Stored data entries
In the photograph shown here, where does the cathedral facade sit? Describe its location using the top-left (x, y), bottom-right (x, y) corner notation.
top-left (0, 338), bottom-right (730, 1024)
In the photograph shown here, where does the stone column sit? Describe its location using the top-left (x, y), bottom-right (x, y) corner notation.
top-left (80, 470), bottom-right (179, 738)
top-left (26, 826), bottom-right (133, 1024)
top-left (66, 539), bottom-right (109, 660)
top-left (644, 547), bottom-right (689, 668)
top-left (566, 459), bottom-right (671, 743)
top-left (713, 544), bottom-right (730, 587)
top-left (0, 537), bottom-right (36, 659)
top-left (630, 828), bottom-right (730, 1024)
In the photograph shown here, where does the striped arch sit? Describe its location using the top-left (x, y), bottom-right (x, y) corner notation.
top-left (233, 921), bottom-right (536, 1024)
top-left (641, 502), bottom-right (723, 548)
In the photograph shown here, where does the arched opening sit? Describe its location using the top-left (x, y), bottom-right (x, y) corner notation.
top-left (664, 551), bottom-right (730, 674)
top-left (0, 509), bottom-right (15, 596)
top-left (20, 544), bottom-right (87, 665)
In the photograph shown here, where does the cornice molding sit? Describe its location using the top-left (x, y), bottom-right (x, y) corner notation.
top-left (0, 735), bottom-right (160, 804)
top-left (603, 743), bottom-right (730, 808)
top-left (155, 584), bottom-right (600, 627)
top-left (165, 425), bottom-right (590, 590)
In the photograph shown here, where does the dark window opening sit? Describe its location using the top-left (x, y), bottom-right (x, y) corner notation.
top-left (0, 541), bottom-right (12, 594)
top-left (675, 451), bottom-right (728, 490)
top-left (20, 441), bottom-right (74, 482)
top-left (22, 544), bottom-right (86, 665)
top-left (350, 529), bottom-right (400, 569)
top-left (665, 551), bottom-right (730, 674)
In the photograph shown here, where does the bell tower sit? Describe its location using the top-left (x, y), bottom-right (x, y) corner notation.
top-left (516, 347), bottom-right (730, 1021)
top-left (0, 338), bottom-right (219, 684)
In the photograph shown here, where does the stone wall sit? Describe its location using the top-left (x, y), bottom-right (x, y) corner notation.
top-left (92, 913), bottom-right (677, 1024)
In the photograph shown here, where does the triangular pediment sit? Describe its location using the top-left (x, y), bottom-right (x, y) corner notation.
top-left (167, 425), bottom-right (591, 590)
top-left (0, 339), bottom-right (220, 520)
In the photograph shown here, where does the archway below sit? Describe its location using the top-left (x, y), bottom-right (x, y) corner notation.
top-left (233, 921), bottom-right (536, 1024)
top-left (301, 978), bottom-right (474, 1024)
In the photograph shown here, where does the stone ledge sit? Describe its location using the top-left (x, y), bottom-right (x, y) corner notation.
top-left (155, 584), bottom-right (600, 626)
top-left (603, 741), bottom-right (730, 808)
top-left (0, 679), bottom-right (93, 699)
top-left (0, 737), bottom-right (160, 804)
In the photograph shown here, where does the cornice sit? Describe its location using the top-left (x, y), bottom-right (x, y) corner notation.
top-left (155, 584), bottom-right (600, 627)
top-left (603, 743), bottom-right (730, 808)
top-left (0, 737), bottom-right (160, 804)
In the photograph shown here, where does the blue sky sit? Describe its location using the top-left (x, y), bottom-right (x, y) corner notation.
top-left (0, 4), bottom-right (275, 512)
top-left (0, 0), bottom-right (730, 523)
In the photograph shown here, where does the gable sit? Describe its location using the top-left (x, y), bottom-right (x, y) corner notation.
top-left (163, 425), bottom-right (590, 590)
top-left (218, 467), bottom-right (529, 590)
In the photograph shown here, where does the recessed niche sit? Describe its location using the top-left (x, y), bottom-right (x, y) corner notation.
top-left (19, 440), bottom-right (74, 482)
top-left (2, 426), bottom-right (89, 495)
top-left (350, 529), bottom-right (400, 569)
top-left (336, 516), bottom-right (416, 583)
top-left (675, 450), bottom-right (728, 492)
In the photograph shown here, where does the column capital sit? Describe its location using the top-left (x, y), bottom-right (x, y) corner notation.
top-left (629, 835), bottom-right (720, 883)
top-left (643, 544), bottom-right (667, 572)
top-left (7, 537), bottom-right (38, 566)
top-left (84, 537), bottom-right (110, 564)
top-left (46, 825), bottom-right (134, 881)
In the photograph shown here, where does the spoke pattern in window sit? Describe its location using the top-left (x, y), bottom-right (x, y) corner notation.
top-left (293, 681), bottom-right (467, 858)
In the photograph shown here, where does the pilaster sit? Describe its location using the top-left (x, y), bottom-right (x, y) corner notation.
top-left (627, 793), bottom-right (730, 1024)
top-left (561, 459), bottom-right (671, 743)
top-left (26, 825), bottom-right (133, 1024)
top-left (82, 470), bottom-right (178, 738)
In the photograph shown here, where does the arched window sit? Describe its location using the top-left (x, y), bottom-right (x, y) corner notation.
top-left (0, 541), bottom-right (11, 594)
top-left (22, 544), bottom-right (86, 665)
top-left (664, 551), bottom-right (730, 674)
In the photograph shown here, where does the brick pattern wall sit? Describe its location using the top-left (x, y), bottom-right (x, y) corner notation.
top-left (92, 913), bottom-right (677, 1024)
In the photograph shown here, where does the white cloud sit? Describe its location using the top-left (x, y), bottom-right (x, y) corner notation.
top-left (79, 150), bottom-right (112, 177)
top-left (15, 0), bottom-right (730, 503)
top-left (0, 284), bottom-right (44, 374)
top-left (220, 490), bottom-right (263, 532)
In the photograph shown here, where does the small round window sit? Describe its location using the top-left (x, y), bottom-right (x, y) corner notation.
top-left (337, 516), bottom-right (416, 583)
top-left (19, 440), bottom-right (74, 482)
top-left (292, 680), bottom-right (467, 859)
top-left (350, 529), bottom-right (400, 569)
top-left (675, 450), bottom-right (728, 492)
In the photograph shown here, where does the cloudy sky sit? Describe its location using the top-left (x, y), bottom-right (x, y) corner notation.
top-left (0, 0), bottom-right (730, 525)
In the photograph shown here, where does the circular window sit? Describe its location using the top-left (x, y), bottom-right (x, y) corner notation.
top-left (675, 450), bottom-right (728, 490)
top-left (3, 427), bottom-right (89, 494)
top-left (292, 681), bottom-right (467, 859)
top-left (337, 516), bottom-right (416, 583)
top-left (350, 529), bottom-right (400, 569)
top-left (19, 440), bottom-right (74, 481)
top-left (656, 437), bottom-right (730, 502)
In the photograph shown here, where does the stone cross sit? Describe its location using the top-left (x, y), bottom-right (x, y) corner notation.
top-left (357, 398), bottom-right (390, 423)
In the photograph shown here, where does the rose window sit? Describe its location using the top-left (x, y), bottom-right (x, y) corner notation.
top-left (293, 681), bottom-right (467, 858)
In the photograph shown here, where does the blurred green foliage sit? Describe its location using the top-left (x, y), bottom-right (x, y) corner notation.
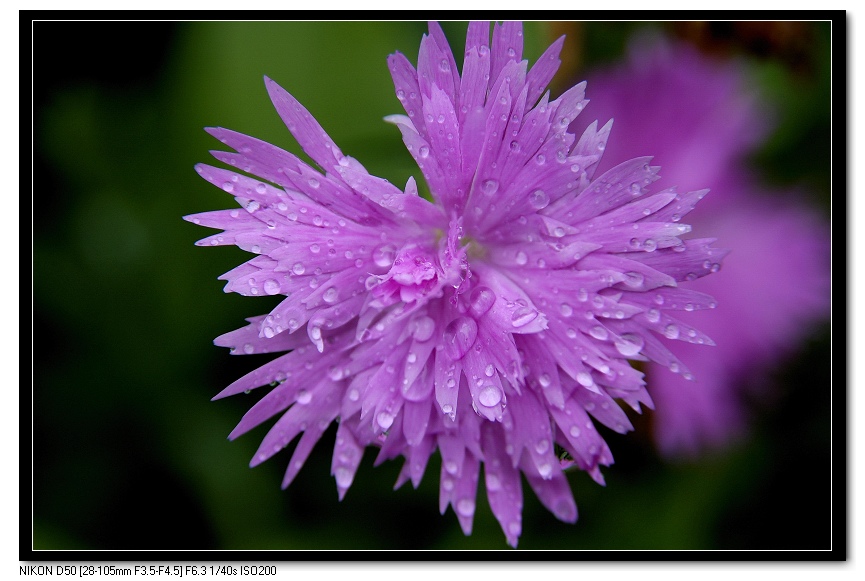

◆ Exercise description:
Can you rename every "photograph" to "image" throughout the lines above, leaving all else unchanged and the pictures out of your answer?

◆ Correct output:
In the image shown here, where does the cathedral facade sit? Describe its location using the top-left (x, y), bottom-right (x, y) corner notation.
top-left (0, 338), bottom-right (730, 1024)
In the image shown here, where does the stone column sit? Describe its location using the top-left (x, y), bottom-right (x, y) corner notation.
top-left (80, 470), bottom-right (179, 738)
top-left (26, 826), bottom-right (133, 1024)
top-left (66, 539), bottom-right (109, 660)
top-left (644, 547), bottom-right (689, 668)
top-left (566, 459), bottom-right (671, 743)
top-left (713, 544), bottom-right (730, 587)
top-left (0, 537), bottom-right (36, 659)
top-left (630, 828), bottom-right (730, 1024)
In the image shown here, where does the striped arch sit? Describe its location using the top-left (x, y), bottom-right (x, y) corner notation.
top-left (233, 921), bottom-right (536, 1024)
top-left (641, 502), bottom-right (723, 548)
In the image shown here, where does the arched opening sit? Describe its location using the top-left (x, y), bottom-right (x, y) corner notation.
top-left (664, 551), bottom-right (730, 674)
top-left (0, 509), bottom-right (15, 596)
top-left (20, 544), bottom-right (87, 665)
In the image shown here, where does the cornice molding sit? Describe its location using the top-left (x, y), bottom-right (x, y) corner notation.
top-left (0, 735), bottom-right (160, 804)
top-left (603, 743), bottom-right (730, 808)
top-left (155, 584), bottom-right (600, 627)
top-left (165, 425), bottom-right (590, 590)
In the image shown here, where does the dark window opening sit? Describe its location using the top-left (x, y), bottom-right (x, y) corner notation.
top-left (0, 541), bottom-right (12, 594)
top-left (675, 451), bottom-right (728, 490)
top-left (20, 441), bottom-right (74, 482)
top-left (22, 544), bottom-right (86, 665)
top-left (350, 529), bottom-right (400, 569)
top-left (665, 551), bottom-right (730, 674)
In the image shown here, where does the bell tower sit? Describe its location using the top-left (x, y), bottom-right (x, y) corner notation.
top-left (516, 347), bottom-right (730, 1021)
top-left (0, 338), bottom-right (219, 684)
In the image shown here, where does the stone wall sit? Describe its location using the top-left (x, y), bottom-right (x, y) corner notation.
top-left (92, 913), bottom-right (677, 1024)
In the image shown here, where does the triangular pediment sit? Describe its location using the top-left (x, y), bottom-right (x, y) corner notation.
top-left (167, 425), bottom-right (591, 590)
top-left (0, 339), bottom-right (220, 520)
In the image shown here, where does the archway below sit? Describe its location using the top-left (x, y), bottom-right (x, y) corner notation.
top-left (233, 921), bottom-right (536, 1024)
top-left (301, 978), bottom-right (474, 1024)
In the image shown here, where does the stone ledge sit? Describe its location using the top-left (x, y), bottom-right (x, y) corner notation.
top-left (155, 584), bottom-right (600, 626)
top-left (603, 741), bottom-right (730, 808)
top-left (0, 679), bottom-right (93, 699)
top-left (0, 737), bottom-right (160, 804)
In the image shown here, where does the cornice sit? Describe its location using the top-left (x, y), bottom-right (x, y) corner notation.
top-left (155, 584), bottom-right (600, 627)
top-left (603, 743), bottom-right (730, 808)
top-left (0, 737), bottom-right (160, 804)
In the image shown here, where does the blue sky sit? Describe its location using the top-left (x, y), bottom-right (x, y) corner notation.
top-left (0, 4), bottom-right (275, 512)
top-left (0, 0), bottom-right (730, 523)
In the image shown here, where does the gable sit? Describe its location using the top-left (x, y), bottom-right (x, y) corner notation.
top-left (163, 425), bottom-right (590, 590)
top-left (218, 467), bottom-right (529, 590)
In the image shown here, where does the recessed niche sit? Describe its location using the top-left (x, y), bottom-right (x, y) corner notation.
top-left (19, 440), bottom-right (74, 482)
top-left (2, 426), bottom-right (89, 495)
top-left (350, 529), bottom-right (400, 569)
top-left (336, 516), bottom-right (416, 583)
top-left (675, 450), bottom-right (728, 492)
In the image shown here, where does the column capital sit? Describe its location using the top-left (x, y), bottom-right (x, y) corner notation.
top-left (629, 835), bottom-right (720, 883)
top-left (643, 544), bottom-right (667, 572)
top-left (7, 537), bottom-right (38, 566)
top-left (84, 537), bottom-right (110, 564)
top-left (46, 825), bottom-right (134, 881)
In the image shown here, where does the spoke pattern in window sit? Describe its location using the top-left (x, y), bottom-right (x, y) corner notation.
top-left (293, 681), bottom-right (467, 858)
In the image shown here, where does the pilaster sit? Describe its location using the top-left (x, y), bottom-right (x, y) corner notation.
top-left (627, 793), bottom-right (730, 1024)
top-left (561, 459), bottom-right (671, 743)
top-left (26, 825), bottom-right (133, 1024)
top-left (82, 470), bottom-right (178, 738)
In the image shown here, where does the arched window sit? Describe its location using the top-left (x, y), bottom-right (x, y) corner notation.
top-left (0, 541), bottom-right (11, 594)
top-left (22, 544), bottom-right (86, 665)
top-left (664, 551), bottom-right (730, 674)
In the image shown here, where does the brick pattern wall sit? Describe its location using the top-left (x, y), bottom-right (x, y) corner notation.
top-left (92, 913), bottom-right (677, 1024)
In the image shown here, where does the white cloud sit? Describe its location using the top-left (x, y), bottom-right (x, y) corner notation.
top-left (79, 150), bottom-right (112, 177)
top-left (15, 0), bottom-right (730, 503)
top-left (0, 284), bottom-right (44, 374)
top-left (220, 490), bottom-right (263, 532)
In the image shown here, where does the small round window sit? Describe its location using the top-left (x, y), bottom-right (x, y) corner notation.
top-left (337, 516), bottom-right (416, 583)
top-left (19, 440), bottom-right (74, 482)
top-left (292, 680), bottom-right (467, 859)
top-left (350, 529), bottom-right (400, 569)
top-left (675, 450), bottom-right (728, 492)
In the image shown here, where does the cloudy sky sit? Describe its location using the top-left (x, y), bottom-right (x, y) corner notation.
top-left (0, 0), bottom-right (730, 525)
In the image shown here, where does the circular window sit? Describe its location using the top-left (x, y), bottom-right (x, y) corner notation.
top-left (675, 450), bottom-right (728, 490)
top-left (3, 427), bottom-right (89, 494)
top-left (292, 681), bottom-right (467, 859)
top-left (337, 516), bottom-right (416, 583)
top-left (350, 529), bottom-right (400, 569)
top-left (19, 440), bottom-right (74, 481)
top-left (656, 437), bottom-right (730, 502)
In the image shown here, where does the stone cross sit? Describe its location using the top-left (x, y), bottom-right (x, y) corner notation.
top-left (357, 398), bottom-right (390, 423)
In the image shown here, where does the rose window sit? Describe its location using the top-left (x, y), bottom-right (x, y) corner notation.
top-left (293, 681), bottom-right (467, 858)
In the image shown here, where does the blurred green foliage sit? Describe its location using the top-left (x, y), bottom-right (x, y) corner notation.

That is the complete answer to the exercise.